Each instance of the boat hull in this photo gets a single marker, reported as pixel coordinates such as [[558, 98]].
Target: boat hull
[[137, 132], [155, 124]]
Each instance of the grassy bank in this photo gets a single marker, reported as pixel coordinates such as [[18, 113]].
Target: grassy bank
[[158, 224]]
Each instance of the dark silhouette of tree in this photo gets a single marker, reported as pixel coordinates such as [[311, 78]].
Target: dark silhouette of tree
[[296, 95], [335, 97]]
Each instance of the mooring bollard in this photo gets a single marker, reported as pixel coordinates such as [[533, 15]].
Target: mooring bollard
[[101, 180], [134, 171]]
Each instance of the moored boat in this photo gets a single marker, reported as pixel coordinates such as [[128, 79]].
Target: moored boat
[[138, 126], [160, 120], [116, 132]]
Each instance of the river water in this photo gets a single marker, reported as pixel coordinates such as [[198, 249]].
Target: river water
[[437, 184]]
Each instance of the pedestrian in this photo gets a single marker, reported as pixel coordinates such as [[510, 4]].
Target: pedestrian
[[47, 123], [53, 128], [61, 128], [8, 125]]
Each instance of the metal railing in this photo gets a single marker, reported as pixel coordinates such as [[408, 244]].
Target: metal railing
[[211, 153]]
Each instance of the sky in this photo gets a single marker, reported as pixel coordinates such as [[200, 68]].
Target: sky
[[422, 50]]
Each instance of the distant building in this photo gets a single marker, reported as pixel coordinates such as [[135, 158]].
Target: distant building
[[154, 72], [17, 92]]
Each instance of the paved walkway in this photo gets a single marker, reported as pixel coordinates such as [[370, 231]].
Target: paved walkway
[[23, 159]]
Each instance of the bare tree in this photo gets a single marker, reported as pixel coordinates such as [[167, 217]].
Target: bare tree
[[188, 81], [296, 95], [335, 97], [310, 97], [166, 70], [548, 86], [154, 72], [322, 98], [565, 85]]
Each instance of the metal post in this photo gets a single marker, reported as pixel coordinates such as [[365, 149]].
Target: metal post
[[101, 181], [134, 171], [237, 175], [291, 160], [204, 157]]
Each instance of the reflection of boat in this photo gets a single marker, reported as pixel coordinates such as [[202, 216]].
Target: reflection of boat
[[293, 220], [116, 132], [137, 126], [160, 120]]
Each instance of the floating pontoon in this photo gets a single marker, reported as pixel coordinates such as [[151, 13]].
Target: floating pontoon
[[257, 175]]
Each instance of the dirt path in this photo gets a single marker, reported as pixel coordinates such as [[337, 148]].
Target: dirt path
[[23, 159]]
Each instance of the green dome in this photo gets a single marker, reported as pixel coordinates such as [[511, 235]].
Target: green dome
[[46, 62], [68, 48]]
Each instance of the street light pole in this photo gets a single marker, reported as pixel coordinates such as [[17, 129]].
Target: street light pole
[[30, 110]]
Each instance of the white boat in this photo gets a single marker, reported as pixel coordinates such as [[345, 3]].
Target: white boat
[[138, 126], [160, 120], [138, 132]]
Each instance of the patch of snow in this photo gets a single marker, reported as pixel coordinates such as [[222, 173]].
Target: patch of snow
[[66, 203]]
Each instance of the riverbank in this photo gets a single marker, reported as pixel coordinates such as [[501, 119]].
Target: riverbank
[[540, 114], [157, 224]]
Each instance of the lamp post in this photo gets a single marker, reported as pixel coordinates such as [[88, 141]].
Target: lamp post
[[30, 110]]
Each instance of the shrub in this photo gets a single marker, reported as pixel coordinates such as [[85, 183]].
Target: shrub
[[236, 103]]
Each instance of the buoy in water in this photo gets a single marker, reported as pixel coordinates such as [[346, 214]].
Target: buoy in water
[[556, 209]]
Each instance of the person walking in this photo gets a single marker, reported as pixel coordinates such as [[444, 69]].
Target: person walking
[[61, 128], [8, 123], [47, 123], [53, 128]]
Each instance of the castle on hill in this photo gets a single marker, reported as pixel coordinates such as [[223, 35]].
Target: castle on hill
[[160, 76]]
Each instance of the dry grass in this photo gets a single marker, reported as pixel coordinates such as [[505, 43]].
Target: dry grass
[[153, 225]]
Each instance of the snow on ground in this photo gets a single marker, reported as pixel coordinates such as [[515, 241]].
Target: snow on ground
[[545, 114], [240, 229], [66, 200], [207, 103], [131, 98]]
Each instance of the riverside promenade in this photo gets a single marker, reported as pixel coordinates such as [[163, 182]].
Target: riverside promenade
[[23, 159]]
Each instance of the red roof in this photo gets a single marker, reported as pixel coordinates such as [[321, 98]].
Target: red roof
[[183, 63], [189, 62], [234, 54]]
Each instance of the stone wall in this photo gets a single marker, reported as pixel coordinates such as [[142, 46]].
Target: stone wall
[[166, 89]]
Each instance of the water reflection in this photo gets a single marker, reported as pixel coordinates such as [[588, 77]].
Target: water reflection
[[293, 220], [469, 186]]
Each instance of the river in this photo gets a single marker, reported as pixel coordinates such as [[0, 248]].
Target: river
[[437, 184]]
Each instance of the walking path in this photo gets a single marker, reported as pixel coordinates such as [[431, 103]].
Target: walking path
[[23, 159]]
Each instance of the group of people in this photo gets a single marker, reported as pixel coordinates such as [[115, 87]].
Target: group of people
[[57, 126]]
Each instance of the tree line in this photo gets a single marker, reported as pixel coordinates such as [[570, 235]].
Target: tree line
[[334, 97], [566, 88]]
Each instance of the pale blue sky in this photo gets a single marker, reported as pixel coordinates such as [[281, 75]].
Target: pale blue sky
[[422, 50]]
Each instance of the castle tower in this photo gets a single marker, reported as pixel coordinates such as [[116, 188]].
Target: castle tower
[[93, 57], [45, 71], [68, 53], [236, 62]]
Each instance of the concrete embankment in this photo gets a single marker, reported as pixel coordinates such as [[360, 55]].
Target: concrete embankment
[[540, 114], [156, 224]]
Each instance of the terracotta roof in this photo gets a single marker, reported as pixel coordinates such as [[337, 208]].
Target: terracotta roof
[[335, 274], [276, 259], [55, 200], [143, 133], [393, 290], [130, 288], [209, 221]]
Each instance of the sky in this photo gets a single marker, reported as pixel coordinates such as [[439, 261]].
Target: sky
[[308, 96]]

◆ **EXERCISE DIRECTIONS**: Repeat the material word for word, with no line missing.

◆ **WRITTEN ANSWER**:
Each instance of the boat hull in this photo gets a single marker, reported as pixel coordinates such as [[558, 98]].
Target: boat hull
[[137, 132], [155, 124]]
Each instance of the grassy bank in this photo gets a single marker, reported as pixel coordinates such as [[18, 113]].
Target: grassy bank
[[158, 224]]
Each instance of the dark silhouette of tree in this photo gets a single marker, reported as pixel coordinates such as [[311, 78]].
Target: dark silhouette of tree
[[296, 95], [335, 97]]
Each instance of the mooring bollard in this photo gets a single marker, reported as pixel coordinates such as [[533, 15]].
Target: mooring bollard
[[101, 180], [134, 171]]
Each instance of the moored boat in this photo gets a single marker, reported as pixel coordinates such as [[128, 79]].
Target: moored boat
[[138, 126], [160, 120], [116, 132]]
Each instance of the river water in this photo gets a single marker, reported as pixel coordinates such as [[198, 249]].
Target: river water
[[437, 184]]
Each instance of the pedestrian in this photo gets a single marker, reported as pixel coordinates such as [[510, 4]].
Target: pedestrian
[[47, 123], [53, 128], [61, 128], [8, 125]]
Each instance of the metal railing in this photo gets a single marker, reported as pixel coordinates such as [[408, 244]].
Target: metal railing
[[211, 153]]
Each instance of the sky in this photo gets a single marker, reported as pixel coordinates such as [[200, 68]].
Target: sky
[[422, 50]]
Each instance of the distant building in this photo gets a single marker, reported as pixel coordinates such as [[135, 158]].
Target: distant building
[[154, 72], [17, 92]]
Each instance of the paved walkway in this photo gets a single marker, reported as pixel coordinates such as [[370, 231]].
Target: paved walkway
[[23, 159]]
Each instance of the bare tree in this photo gets a single marker, reported as pixel coordinates such as [[167, 217]].
Target: bare tree
[[188, 81], [296, 95], [335, 97], [310, 97], [166, 70], [548, 86], [154, 72], [322, 98], [565, 85]]
Each instance of the metal post in this photo gets a single marker, reported as pixel coordinates such as [[365, 149]].
Target: metal post
[[101, 181], [134, 171], [237, 175], [291, 160], [204, 157]]
Each instance of the reflection of boat in this photo gets a single marker, reported as pixel coordinates such as [[202, 216]].
Target: reflection of boat
[[293, 220], [116, 132], [137, 126], [160, 120]]
Each instance of the floating pontoon in this photo gets a single marker, reported as pixel coordinates such as [[151, 13]].
Target: floating pontoon
[[257, 175]]
Each instance of the dirt path in this photo gets a single marker, reported as pixel coordinates such as [[337, 148]].
Target: dirt path
[[23, 159]]
Each instance of the green dome in this photo gets a single marker, reported as pixel coordinates such as [[511, 235]].
Target: green dome
[[46, 62], [68, 48]]
Each instance of the street light pole in this photo gets a single marker, reported as pixel coordinates such as [[17, 129]].
Target: street light pole
[[30, 110]]
Each instance of the white boat in this photo gets a single marker, reported as pixel coordinates such as [[345, 3]].
Target: white boat
[[138, 126], [160, 120], [138, 132]]
Each instance of the patch of snow in this photo gets a single marker, reported as pixel coordinates such as [[222, 173]].
Target: patch of snow
[[66, 203]]
Each instance of the riverbank in this photo gets a single marker, reported as pixel coordinates such as [[501, 119]].
Target: riverbank
[[540, 114], [157, 224]]
Each instance of the lamp post in this photo gets a single marker, reported as pixel coordinates such as [[88, 141]].
Target: lamp post
[[30, 110]]
Each instance of the shrub in this photo gets a single marker, reported as pixel coordinates such as [[85, 183]].
Target: shrub
[[236, 103]]
Each instance of the buoy in water in this photo gets a single marker, reported as pixel coordinates such as [[346, 214]].
Target: buoy in water
[[556, 209]]
Each instance of the person walking in this photo gets a single marker, reported as pixel coordinates such as [[444, 69]].
Target: person walking
[[61, 128], [8, 123], [47, 123], [53, 128]]
Each instance of the castle on hill in this photo gets a single marker, reported as pixel coordinates such as [[223, 35]].
Target: castle on hill
[[160, 76]]
Each instance of the dry grass in this photo gets a single marker, reported as pixel coordinates such as [[505, 43]].
Target: dry grass
[[153, 225]]
Each instance of the snow on ground in this photo gets a single marker, reported as pixel coordinates such as [[515, 241]].
Target: snow on ground
[[545, 114], [240, 229], [66, 200], [207, 103], [131, 98]]
Each instance of the riverside promenade in this photo gets a single marker, reported as pixel coordinates such as [[163, 182]].
Target: riverside promenade
[[23, 159]]
Each instance of the red roof in this photo gets a single marker, reported as pixel coordinates such as [[321, 98]].
Target: red roof
[[183, 63], [189, 62], [234, 54]]
Each instance of the stone wall in this photo gets a single marker, reported as pixel coordinates such as [[142, 46]].
Target: stone wall
[[166, 89]]
Each instance of the water reflection in this photo gets a single marker, reported as pixel coordinates such as [[588, 77]].
Target: water reflection
[[293, 220], [469, 186]]
Each instance of the river in this photo gets a single marker, reported as pixel coordinates such as [[0, 248]].
Target: river
[[437, 184]]
Each instance of the walking path in this photo gets a single marker, reported as pixel coordinates such as [[431, 103]].
Target: walking path
[[23, 159]]
Each instance of the group of people in this photo gets a single marker, reported as pixel coordinates such as [[115, 87]].
Target: group of people
[[57, 126]]
Each instance of the tree line in this photo gets a single marker, reported as pixel coordinates such as [[570, 235]].
Target: tree line
[[334, 97], [566, 88]]
Each instance of the pale blue sky in this photo gets a single marker, reported as pixel coordinates such as [[281, 75]].
Target: pale blue sky
[[422, 50]]
Each instance of the castle tower in this photo gets a single marker, reported as pixel coordinates such as [[116, 188]].
Target: castle tower
[[93, 57], [45, 71], [68, 53], [236, 62]]
Each instance of the concrete embankment in this photo gets a single marker, reported as pixel coordinates such as [[360, 55]].
Target: concrete embankment
[[540, 114], [156, 224]]
Each instance of the terracotta roof in this photo gets a single marker, reported as pixel coordinates such as [[337, 208]].
Target: terracotta roof
[[335, 274], [276, 259], [55, 200], [143, 133], [393, 290], [130, 288], [209, 221]]
Each instance of the sky in this photo gets a single marker, reported as pixel coordinates such as [[439, 261]].
Target: sky
[[308, 96]]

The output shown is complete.